## [Work to do]
Copy each line exactly. Drop every picture.

## [Data for processing]
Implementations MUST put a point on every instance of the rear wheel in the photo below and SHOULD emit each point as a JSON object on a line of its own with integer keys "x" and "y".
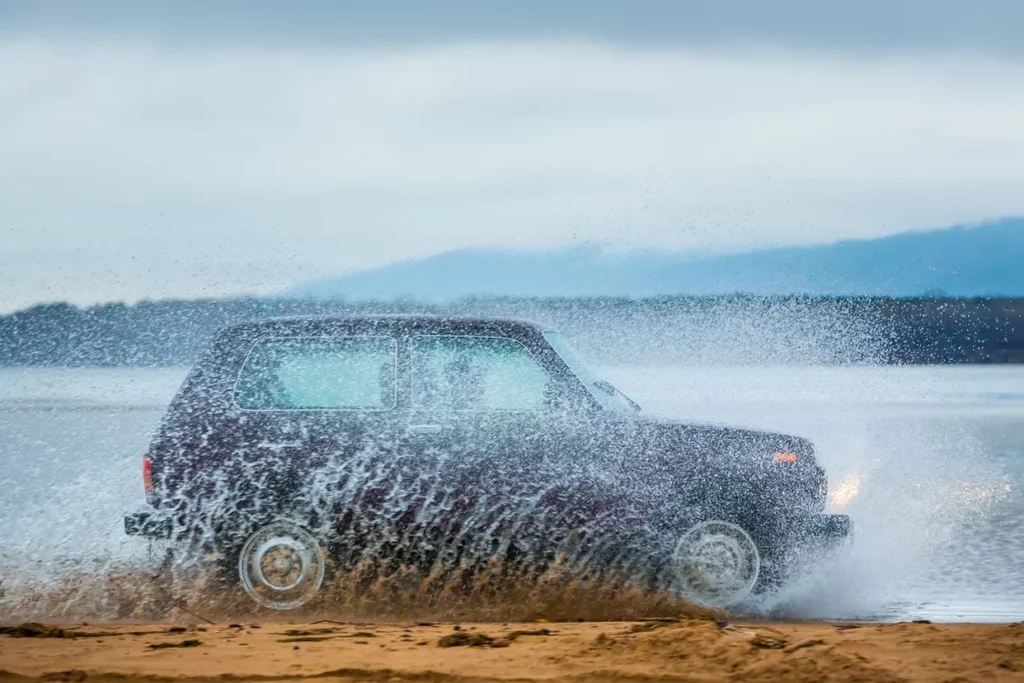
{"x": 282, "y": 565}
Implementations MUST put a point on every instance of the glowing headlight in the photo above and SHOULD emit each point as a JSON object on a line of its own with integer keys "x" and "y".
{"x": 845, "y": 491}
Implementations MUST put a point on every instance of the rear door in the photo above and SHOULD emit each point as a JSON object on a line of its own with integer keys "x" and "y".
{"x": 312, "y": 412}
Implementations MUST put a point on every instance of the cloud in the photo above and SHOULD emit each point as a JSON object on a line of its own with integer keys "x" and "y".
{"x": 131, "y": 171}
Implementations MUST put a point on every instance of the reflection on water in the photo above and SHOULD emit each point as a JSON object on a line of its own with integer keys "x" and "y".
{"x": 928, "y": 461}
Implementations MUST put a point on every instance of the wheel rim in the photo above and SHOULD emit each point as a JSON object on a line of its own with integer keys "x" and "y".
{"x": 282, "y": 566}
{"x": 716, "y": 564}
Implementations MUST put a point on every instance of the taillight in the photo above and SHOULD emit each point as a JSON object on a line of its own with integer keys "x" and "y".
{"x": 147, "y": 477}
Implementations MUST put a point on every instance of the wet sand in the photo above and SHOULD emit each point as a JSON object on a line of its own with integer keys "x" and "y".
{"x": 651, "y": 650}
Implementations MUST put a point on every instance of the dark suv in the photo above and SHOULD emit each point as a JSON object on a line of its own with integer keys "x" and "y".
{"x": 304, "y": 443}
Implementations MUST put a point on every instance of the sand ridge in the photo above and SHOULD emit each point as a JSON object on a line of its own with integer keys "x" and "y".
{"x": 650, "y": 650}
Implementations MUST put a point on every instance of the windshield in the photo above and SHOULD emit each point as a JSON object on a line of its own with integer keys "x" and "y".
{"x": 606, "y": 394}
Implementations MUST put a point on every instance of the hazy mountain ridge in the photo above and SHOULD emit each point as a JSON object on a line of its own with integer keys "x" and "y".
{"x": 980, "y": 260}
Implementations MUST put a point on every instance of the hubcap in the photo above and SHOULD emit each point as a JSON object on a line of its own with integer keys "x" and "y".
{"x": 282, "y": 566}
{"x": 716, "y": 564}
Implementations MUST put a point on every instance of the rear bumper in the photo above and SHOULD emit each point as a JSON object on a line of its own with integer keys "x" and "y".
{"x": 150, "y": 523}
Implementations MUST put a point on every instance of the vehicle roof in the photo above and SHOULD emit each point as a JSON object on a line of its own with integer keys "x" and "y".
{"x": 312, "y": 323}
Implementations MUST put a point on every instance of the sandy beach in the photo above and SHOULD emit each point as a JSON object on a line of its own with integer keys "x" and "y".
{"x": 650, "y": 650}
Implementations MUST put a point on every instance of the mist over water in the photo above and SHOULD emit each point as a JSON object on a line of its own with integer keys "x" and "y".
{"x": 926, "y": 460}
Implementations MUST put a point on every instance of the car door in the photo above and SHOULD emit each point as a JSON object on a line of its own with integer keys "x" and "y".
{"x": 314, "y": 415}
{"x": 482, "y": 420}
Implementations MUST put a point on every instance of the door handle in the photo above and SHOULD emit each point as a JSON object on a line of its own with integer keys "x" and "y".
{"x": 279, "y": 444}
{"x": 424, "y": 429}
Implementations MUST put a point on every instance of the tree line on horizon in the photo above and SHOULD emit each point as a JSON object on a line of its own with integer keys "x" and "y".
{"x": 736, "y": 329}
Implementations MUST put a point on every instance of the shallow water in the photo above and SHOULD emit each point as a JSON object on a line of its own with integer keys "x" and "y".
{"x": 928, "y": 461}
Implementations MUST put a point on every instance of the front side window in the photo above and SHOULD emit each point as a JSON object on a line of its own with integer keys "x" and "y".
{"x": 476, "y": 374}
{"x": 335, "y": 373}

## [Solved problem]
Implementations MUST put a point on every instance of the rear wheel in the photo below and SHOULD emit each point as a JSON object on a line of its own with integer keys "x" and "y".
{"x": 282, "y": 565}
Implementations MUST put a point on every instance of the glowing headlight in the photo above and SHOULD emit each point as a JSON object on a line of its own with integer keys "x" and "y".
{"x": 845, "y": 491}
Implementations MUST put a point on every instance of the rear door in the photo above and SHOULD emit each point as a JSON object on a line of its own with integer keys "x" and "y".
{"x": 312, "y": 412}
Implementations MUST put a point on every instance of the cloud in the photo above and SHOULD emit each point as a JSON object on a line of its own with integer keys "x" and "y".
{"x": 131, "y": 171}
Implementations MUST put a point on every instance of the reflection on water in the photo above and SHOULD emit each point as a JSON object on a line of its own with integer keys "x" and "y".
{"x": 928, "y": 461}
Implementations MUST put a point on every instance of the wheel rim in the photo above and SHOULD emit each point as a JSON object on a line of its own with integer keys "x" and "y".
{"x": 282, "y": 566}
{"x": 716, "y": 564}
Implementations MUST put a point on every instance of the taillight in the photo above and SHOULD emit each point as a JSON object on a line of its own with integer keys "x" and "y".
{"x": 147, "y": 477}
Implementations MUST put a point on every instance of the wet sand in the photo above and SHOULD emit each point as a JSON object on a line of its own with integer keys "x" and "y".
{"x": 651, "y": 650}
Implementations MUST put a point on every instance of the dark suv in the photo above and SHOULD emit each point as a JSON object on a line of its own with integer keys "x" and "y".
{"x": 304, "y": 443}
Implementations MUST put a point on every instance of the sand ridge in the photo above and SHOULD emit each point as a JSON object on a line of its own with integer keys "x" and "y".
{"x": 650, "y": 650}
Implementations MUST put a point on every instance of the windshield in the photo above and SHOULD emit each point as a JSON object on a line of its own with integer keys "x" and "y".
{"x": 606, "y": 394}
Implementations MUST put a point on every instance of the hazy mountain ridge in the photo above and SHOULD emit each point as a JSON object on a line of its own with integer keys "x" and "y".
{"x": 980, "y": 260}
Implementations MUST put a point on every instance of the hubcap in the photo above and SHOULD emit each point as a JSON object on a line of its own with integer keys "x" and "y".
{"x": 282, "y": 566}
{"x": 716, "y": 564}
Implementations MUST put a point on every instance of the rear bumper in the photo above and SHOULD emit each point as a JSON object on a line of its own with integer keys "x" and "y".
{"x": 150, "y": 523}
Implementations MUST put a point on every instance of the vehicle roof in the photo above and SHOULD emit each point as a JSON object on a line of its own with integer keys "x" and "y".
{"x": 312, "y": 323}
Implementations MUST put a point on every instance of the sandy beach in the photo above and SHOULD emit each point as a JSON object on a line of its own with integer keys "x" and "y".
{"x": 650, "y": 650}
Implementations MUST put a point on every instance of the mist over water in the photo above and SHOULD emit each point as a JSON object on a line of its own with integer keys "x" and "y".
{"x": 926, "y": 460}
Implementations MUST put a point on every instance of the car door in the photo above and SHOULD emit each point as a JSON object on a line of its own with integer keys "x" and "y".
{"x": 314, "y": 415}
{"x": 482, "y": 420}
Implementations MUST put a point on every instance of the door handle in the photo above and SHOULD emit each point as a JSON object on a line of its own with integer keys "x" and "y".
{"x": 279, "y": 444}
{"x": 424, "y": 429}
Implementations MUST put a point on every instance of the tree line on horizon in the photo above and SHOULD emit each point as a JSON object on a line of its own with integer keys "x" and "y".
{"x": 736, "y": 329}
Implementations MUST put a point on every instance of the shallow water in the photo above and SHOULD emit each point as a JSON object on a line of its own with integer keys "x" and "y".
{"x": 928, "y": 461}
Implementations MUST put a point on every instance of the front side window in the photo above and SHOULD emit each point as a JSON object on a line of its own with integer keys "x" and "y".
{"x": 476, "y": 374}
{"x": 335, "y": 373}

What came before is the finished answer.